PASSAGE EXTRAIT =>
----

Une chronique de Martin
Il me semble qu'il y a quelque chose d'un peu indécent à s'inspirer d'une véritable affaire criminelle pour tourner un film de fiction. D'après ce que j'ai lu, Éric Guirado n'aurait pas consulté les proches des cinq victimes avant de reprendre la trame générale de la tuerie du Grand Bornand pour en faire un thriller de cinéma. Le réalisateur prévient toutefois qu'aux éléments factuels de ce drame, il a ajouté quelques compléments dramatiques nés de sa propre imagination.
Possessions met mal à l'aise. Mon envie de le voir, réelle, reposait sur une interrogation intime: qu'est-ce qui pousse une personne ordinaire à en tuer une autre ? Comment s'opère le déclic ? Quel est le point de non-retour ? Je ne suis pas sûr que l'art puisse répondre seul à cette question. Il peut toutefois nous permettre d'y réfléchir posément, ou au moins de manière moins passionnée que la réalité. Dans le cas de ce film, comme de fait dans la véritable histoire qui l'a inspiré, la germe du meurtre se développe à partir d'une différence de classe sociale. Marilyne et Bruno quittent le Nord et viennent s'installer à la montagne. Ils trouvent facilement du travail, lui comme mécano et elle femme de ménage chez leurs propriétaires. C'est là que le bât blesse. L'un des couples est dépendant de l'autre. Une situation d'autant plus frustrante qu'il n'a pas pu prendre possession immédiate de son chalet et qu'il navigue donc de solution provisoire en hébergement temporaire. Avec, à mesure que le temps passe, le sentiment d'avoir été blousé, voire volontairement humilié.

----

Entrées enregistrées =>
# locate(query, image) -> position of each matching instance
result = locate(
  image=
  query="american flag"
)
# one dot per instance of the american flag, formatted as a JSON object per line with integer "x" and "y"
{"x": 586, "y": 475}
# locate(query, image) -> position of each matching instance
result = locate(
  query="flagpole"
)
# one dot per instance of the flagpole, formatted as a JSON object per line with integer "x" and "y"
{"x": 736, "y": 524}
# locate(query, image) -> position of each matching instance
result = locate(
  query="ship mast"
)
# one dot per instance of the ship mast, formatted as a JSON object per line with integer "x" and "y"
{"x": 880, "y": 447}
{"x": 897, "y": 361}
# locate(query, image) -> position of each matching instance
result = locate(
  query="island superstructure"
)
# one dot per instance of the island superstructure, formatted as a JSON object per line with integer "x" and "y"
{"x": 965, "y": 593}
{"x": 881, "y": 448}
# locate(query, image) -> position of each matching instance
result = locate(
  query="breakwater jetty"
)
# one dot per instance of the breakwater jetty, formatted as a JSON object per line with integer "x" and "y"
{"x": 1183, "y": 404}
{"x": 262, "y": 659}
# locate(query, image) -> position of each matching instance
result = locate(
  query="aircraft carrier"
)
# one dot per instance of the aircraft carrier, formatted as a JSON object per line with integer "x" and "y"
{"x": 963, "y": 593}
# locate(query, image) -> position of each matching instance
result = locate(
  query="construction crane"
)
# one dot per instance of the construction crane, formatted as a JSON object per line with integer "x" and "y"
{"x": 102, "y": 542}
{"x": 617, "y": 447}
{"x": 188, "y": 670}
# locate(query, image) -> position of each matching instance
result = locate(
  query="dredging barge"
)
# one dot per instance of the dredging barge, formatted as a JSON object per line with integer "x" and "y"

----

TRAVAIL À FAIRE =>
**1.** Dans la chronique sur Possessions, quel travail Bruno trouve-t-il après son installation à la montagne ?
**2.** Traduisez en anglais cette phrase de la chronique sur Possessions : « Marilyne et Bruno quittent le Nord et viennent s'installer à la montagne. »
**3.** Recopiez sans rien changer le passage de la chronique sur Possessions qui va de "Une chronique de" jusqu'à "sa propre imagination.".

RÉSULTATS DANS L'ORDRE =>
**1.** Il trouve du travail comme mécano.

**2.** Marilyne and Bruno leave the North and come to settle in the mountains.

**3.**
Une chronique de Martin
Il me semble qu'il y a quelque chose d'un peu indécent à s'inspirer d'une véritable affaire criminelle pour tourner un film de fiction. D'après ce que j'ai lu, Éric Guirado n'aurait pas consulté les proches des cinq victimes avant de reprendre la trame générale de la tuerie du Grand Bornand pour en faire un thriller de cinéma. Le réalisateur prévient toutefois qu'aux éléments factuels de ce drame, il a ajouté quelques compléments dramatiques nés de sa propre imagination.